[DATASET Boundary: Start]

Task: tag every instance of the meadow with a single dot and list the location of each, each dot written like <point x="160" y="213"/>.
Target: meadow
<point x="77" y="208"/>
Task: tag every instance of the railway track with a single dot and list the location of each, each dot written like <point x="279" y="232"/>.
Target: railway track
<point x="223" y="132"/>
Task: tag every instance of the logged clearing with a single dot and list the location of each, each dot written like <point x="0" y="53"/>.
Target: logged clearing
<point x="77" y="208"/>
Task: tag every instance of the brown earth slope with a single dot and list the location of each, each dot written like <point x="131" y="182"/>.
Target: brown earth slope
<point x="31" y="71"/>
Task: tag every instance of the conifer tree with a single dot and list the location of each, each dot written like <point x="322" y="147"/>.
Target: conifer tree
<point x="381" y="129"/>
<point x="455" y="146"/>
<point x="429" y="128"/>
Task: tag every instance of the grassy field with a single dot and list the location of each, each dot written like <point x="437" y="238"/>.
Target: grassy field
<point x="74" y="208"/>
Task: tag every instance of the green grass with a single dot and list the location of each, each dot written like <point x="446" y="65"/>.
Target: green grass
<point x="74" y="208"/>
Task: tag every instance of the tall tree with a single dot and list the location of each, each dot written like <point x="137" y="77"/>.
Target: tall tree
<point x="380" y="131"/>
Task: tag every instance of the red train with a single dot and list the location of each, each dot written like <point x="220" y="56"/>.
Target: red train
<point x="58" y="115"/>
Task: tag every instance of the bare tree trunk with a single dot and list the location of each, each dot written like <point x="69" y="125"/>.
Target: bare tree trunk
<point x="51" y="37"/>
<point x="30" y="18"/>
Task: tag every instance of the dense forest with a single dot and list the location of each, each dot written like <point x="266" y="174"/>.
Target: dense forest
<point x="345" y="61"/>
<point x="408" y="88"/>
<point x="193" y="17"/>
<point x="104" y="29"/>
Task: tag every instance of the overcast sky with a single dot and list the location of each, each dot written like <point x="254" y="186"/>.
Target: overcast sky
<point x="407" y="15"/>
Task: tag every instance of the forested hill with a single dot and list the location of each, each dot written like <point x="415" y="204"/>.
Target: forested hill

[DATASET Boundary: End]

- WHAT THE EXERCISE ASKS:
Word for word, output the records that appear above.

- SOLVED EXERCISE:
Task: tag every instance of the meadow with a single dot and list the location of each, each dot written like <point x="160" y="213"/>.
Target: meadow
<point x="77" y="208"/>
Task: tag every instance of the railway track with a single dot and list the location of each, each dot written like <point x="279" y="232"/>.
Target: railway track
<point x="223" y="132"/>
Task: tag every instance of the logged clearing with a single dot and list the location of each, each dot written like <point x="0" y="53"/>.
Target: logged clearing
<point x="77" y="208"/>
Task: tag every instance of the brown earth slope with a single dot and list the location of each, each dot written like <point x="131" y="182"/>.
Target: brown earth slope
<point x="31" y="71"/>
Task: tag every instance of the conifer tree with a single dot and list the location of each, each dot written like <point x="322" y="147"/>.
Target: conifer tree
<point x="381" y="129"/>
<point x="455" y="146"/>
<point x="429" y="128"/>
Task: tag every instance of the grassy field with a single dot and list the location of each, each dot written like <point x="437" y="238"/>.
Target: grassy field
<point x="74" y="208"/>
Task: tag every instance of the green grass with a single dot and list the location of each, each dot written like <point x="446" y="65"/>.
Target: green grass
<point x="74" y="208"/>
Task: tag every instance of the tall tree with a single dot and list the location of each, each dot written like <point x="137" y="77"/>.
Target: tall tree
<point x="380" y="131"/>
Task: tag every instance of the red train with a single dot and list the location of each, each dot written like <point x="220" y="56"/>.
Target: red train
<point x="58" y="115"/>
Task: tag every instance of the bare tree trunk with a single dot and list the location of each, each dot written like <point x="69" y="125"/>.
Target: bare tree trunk
<point x="51" y="37"/>
<point x="30" y="18"/>
Task: tag every instance of the dense forest with a single dot and list the location of each, each dot written like <point x="266" y="174"/>.
Target: dense forest
<point x="345" y="61"/>
<point x="408" y="88"/>
<point x="193" y="17"/>
<point x="104" y="29"/>
Task: tag every instance of the overcast sky with a single dot and list the location of each, each dot written like <point x="254" y="186"/>.
Target: overcast sky
<point x="407" y="15"/>
Task: tag every instance of the forested hill with a single dot and list the location of each, each dot written like <point x="415" y="204"/>.
Target: forested hill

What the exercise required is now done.